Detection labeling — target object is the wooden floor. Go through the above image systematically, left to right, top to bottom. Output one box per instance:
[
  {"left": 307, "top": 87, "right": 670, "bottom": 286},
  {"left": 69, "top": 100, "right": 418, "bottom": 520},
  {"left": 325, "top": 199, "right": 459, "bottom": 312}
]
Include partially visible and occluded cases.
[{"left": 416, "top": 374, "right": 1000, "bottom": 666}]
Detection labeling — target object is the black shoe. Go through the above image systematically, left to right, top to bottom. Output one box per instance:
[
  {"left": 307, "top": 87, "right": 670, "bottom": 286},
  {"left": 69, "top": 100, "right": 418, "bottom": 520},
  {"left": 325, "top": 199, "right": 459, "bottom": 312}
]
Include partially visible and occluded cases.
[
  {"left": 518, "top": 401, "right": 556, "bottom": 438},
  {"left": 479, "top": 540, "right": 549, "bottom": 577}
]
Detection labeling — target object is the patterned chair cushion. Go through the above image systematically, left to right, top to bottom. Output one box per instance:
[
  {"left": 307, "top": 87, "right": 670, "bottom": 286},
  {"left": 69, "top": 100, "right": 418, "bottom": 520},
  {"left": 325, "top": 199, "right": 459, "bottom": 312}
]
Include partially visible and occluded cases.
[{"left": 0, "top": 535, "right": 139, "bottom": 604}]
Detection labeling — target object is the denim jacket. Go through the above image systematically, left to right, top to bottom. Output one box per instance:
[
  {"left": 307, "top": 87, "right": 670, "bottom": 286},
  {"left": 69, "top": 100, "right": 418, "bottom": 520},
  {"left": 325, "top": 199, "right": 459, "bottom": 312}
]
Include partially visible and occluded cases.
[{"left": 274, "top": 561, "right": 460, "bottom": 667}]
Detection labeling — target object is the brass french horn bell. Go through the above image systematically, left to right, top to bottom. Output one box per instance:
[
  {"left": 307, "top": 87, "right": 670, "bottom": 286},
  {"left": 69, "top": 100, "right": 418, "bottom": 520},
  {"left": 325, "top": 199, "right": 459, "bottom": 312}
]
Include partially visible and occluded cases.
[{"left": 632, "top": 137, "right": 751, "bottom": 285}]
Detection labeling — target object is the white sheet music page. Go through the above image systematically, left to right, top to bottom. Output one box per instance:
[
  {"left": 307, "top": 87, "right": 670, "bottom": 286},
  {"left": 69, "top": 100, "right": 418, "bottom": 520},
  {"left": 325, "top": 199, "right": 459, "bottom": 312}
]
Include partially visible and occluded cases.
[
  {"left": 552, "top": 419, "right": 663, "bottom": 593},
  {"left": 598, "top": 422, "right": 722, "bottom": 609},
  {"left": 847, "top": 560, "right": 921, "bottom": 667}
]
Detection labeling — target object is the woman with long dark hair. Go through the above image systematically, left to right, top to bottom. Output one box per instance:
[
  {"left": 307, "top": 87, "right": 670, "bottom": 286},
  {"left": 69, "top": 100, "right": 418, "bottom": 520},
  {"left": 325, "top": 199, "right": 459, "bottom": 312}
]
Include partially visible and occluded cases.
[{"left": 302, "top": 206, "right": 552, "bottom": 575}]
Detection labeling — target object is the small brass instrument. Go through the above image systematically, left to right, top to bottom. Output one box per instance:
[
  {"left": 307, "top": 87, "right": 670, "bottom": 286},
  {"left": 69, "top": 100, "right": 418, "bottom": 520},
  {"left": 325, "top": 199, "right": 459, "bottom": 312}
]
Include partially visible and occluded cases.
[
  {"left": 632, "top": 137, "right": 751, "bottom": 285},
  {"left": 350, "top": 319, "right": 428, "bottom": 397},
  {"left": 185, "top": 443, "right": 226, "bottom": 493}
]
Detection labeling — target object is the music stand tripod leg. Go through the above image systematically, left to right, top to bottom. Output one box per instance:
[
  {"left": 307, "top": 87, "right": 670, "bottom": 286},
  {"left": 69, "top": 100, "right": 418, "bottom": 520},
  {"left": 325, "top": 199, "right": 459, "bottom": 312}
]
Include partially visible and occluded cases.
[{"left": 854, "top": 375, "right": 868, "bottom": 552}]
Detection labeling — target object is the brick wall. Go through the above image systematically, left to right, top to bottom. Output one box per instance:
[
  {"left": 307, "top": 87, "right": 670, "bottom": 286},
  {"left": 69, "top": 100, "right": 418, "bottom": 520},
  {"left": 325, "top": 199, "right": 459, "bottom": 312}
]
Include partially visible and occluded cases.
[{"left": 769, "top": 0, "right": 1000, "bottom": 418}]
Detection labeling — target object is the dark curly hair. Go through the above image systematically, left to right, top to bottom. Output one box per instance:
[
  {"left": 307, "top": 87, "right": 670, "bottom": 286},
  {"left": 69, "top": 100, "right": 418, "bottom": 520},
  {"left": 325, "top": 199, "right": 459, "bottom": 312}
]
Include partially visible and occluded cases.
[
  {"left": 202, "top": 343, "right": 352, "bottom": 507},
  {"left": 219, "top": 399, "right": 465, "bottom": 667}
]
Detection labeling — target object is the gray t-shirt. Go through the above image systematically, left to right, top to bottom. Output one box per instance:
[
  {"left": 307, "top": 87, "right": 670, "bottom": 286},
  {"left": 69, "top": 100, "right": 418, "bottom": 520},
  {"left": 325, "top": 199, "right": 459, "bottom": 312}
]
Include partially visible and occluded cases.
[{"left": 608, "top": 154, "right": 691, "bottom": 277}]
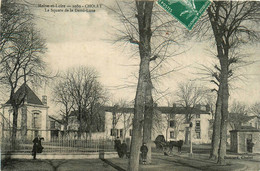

============

What is needed:
Locate every line in the entries above that contains the word "dark" and copy each of those lines.

Task result:
Detection labeling — target object is the woman with long dark hair. Go through the above image systematically, left to right, top to bottom. Output one box per instance:
Detection labeling — target object is the dark curly hair. Go through the above image systematically, left to right, top to bottom. Output one box per instance:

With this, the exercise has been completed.